● **Passage given**:
* Start *
This is Kylie Kirpatrick and her now 10 year old son Ryan Kyote, from Napa, CA.
On June 8 the Napa Valley Register published a story about Ryan’s alleged act of kindness by using his allowance to pay off school lunch debt for his classmates.
“I felt bad for all the kids that didn’t have any lunch,” Ryan said during an interview before the end of the school year. “It’s not fair,” he said.
“He was really upset about it,” said his mother Kylie Kirkpatrick. “I asked him, ‘What do you want to do about it?’”
Ryan’s answer? Make sure that didn’t happen at his school. Ryan didn’t realize that a California law prevents such “lunch shaming.” And within the Napa Valley Unified School District, students don’t go hungry. Those who have a negative food service balance still receive a hot lunch.
“We never want to send a child away without a lunch regardless of their ability to pay,” said Stacy Rollo, a NVUSD spokeswoman.
Regardless, Ryan decided he’d like to pay off the food service balance owed by his fellow students at West Park School.
“I thought it was a cool idea,” said Kirkpatrick. No kid should come to school unsure whether he or she will get to eat breakfast or lunch.
Her son has a big heart, his mother said. “I want him to give back.” Their idea to pay off the food service balance might even inspire other classes or schools to do the same, she said.
* End *
● **Data listing**:
* Start *
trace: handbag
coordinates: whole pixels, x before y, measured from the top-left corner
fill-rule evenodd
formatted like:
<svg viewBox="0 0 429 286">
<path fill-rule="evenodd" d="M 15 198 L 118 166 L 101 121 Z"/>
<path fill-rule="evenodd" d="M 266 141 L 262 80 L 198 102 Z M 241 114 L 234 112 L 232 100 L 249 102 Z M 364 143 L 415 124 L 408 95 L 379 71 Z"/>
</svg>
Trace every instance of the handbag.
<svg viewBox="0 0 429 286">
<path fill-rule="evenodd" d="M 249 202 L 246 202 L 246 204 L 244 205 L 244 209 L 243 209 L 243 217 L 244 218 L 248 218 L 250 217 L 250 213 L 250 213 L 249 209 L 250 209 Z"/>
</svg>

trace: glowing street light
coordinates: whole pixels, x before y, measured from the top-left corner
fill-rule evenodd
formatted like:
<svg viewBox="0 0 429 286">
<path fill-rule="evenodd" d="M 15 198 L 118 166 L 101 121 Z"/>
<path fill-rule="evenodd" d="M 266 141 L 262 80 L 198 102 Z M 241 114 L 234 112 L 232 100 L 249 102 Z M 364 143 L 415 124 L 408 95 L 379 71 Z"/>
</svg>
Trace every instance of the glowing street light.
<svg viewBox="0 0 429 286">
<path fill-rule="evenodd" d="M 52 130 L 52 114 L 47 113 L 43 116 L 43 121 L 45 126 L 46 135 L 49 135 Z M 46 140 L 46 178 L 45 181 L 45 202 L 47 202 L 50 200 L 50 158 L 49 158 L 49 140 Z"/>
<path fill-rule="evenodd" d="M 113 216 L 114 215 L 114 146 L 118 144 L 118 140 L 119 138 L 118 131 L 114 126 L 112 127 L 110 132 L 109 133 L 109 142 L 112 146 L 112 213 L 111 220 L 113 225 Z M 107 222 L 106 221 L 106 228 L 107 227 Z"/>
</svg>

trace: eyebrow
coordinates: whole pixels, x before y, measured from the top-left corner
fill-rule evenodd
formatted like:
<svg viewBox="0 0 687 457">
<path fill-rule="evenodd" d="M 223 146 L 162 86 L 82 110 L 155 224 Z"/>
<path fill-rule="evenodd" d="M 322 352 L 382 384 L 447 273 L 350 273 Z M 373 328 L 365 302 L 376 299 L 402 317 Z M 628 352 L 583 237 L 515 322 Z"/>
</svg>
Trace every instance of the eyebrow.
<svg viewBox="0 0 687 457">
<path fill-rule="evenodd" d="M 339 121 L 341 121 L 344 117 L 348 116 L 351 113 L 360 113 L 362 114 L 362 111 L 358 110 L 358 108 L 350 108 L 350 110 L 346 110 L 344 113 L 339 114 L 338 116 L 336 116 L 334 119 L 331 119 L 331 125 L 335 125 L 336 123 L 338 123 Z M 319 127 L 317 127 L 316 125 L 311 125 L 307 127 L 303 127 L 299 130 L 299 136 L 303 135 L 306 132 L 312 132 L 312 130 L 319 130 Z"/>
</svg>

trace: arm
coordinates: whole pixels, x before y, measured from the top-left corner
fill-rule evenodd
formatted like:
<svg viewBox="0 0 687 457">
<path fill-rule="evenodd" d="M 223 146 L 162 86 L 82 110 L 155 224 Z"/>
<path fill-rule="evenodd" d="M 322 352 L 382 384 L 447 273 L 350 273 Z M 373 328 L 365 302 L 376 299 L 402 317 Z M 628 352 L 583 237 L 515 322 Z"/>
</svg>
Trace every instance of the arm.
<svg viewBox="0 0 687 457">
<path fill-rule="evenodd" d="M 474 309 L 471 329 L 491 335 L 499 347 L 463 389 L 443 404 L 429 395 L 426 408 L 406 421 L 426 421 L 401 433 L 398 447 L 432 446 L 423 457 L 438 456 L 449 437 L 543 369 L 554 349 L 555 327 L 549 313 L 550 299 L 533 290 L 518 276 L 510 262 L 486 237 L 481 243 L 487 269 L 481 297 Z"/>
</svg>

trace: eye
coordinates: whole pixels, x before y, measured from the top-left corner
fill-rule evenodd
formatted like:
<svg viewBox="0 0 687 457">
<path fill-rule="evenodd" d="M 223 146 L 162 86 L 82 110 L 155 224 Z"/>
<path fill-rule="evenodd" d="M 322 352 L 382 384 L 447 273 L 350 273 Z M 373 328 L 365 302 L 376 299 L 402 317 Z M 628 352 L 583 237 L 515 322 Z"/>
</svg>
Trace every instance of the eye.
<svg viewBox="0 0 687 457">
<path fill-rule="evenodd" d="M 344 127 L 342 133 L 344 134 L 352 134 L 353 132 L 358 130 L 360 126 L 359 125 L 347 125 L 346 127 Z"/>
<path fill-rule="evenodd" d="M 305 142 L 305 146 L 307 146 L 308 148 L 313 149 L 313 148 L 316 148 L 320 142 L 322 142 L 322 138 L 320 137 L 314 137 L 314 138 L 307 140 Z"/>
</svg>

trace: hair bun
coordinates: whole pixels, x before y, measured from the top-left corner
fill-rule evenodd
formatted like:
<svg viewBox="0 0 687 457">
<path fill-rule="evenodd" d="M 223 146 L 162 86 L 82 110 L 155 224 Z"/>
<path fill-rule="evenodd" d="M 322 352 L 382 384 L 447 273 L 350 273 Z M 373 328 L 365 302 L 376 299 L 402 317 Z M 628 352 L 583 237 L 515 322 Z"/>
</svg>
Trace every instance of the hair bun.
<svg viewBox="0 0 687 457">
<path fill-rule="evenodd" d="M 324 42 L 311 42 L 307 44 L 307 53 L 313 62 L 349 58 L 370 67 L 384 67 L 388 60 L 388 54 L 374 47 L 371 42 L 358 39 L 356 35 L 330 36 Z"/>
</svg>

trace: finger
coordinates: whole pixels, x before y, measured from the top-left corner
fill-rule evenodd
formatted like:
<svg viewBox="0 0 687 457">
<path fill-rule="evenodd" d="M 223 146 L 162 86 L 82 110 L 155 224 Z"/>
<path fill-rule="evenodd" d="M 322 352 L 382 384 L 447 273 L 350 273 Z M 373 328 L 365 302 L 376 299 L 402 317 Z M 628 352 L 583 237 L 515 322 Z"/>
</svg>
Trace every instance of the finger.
* End *
● **What is asked**:
[A] Print the part of the school lunch passage that opens with the words containing "On June 8 the" and closes with "a hot lunch.".
[B] Answer these questions from the school lunch passage.
(i) Which newspaper published the story on June 8?
(ii) What role does Stacy Rollo hold?
(iii) At which school did Ryan decide to pay off the food service balance?
The lines come from a separate source unrelated to the text.

● **Task results**:
[A]
On June 8 the Napa Valley Register published a story about Ryan’s alleged act of kindness by using his allowance to pay off school lunch debt for his classmates.
“I felt bad for all the kids that didn’t have any lunch,” Ryan said during an interview before the end of the school year. “It’s not fair,” he said.
“He was really upset about it,” said his mother Kylie Kirkpatrick. “I asked him, ‘What do you want to do about it?’”
Ryan’s answer? Make sure that didn’t happen at his school. Ryan didn’t realize that a California law prevents such “lunch shaming.” And within the Napa Valley Unified School District, students don’t go hungry. Those who have a negative food service balance still receive a hot lunch.

[B]
(i) The Napa Valley Register
(ii) She is a spokeswoman for NVUSD.
(iii) West Park School